#### THE EXERCISE:
Give only the lines from the one containing "Task: where can the telegraph" through the end of the material below, exactly as written.

#### DATA EXCERPTS:
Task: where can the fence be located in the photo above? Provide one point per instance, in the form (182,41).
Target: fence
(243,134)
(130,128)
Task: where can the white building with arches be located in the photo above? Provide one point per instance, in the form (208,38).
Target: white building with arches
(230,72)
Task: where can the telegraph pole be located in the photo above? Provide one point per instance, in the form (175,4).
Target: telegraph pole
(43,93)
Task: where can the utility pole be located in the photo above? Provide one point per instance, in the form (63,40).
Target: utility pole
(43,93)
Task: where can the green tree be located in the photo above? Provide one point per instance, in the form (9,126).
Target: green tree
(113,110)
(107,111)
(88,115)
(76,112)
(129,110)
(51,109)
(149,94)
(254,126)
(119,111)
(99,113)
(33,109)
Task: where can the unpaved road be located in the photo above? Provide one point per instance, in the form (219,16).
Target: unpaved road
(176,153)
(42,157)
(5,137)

#### EXERCISE OUTPUT:
Task: where can the telegraph pole be located in the photo above? Provide one point per instance, in the form (175,4).
Target: telegraph pole
(43,93)
Task: where can the utility pole be located in the photo above? Provide one point per instance, in the form (63,40).
Target: utility pole
(43,93)
Task: where can the green tree be located in the photo above? Provide one point per instance, in the form (9,126).
Target: green tree
(113,110)
(107,111)
(88,115)
(76,112)
(129,110)
(51,109)
(149,94)
(254,126)
(119,111)
(99,113)
(33,109)
Task: where can the unpaved road be located in the photo above? Provide one point per instance, in the form (219,16).
Target: unpaved road
(176,153)
(42,157)
(5,137)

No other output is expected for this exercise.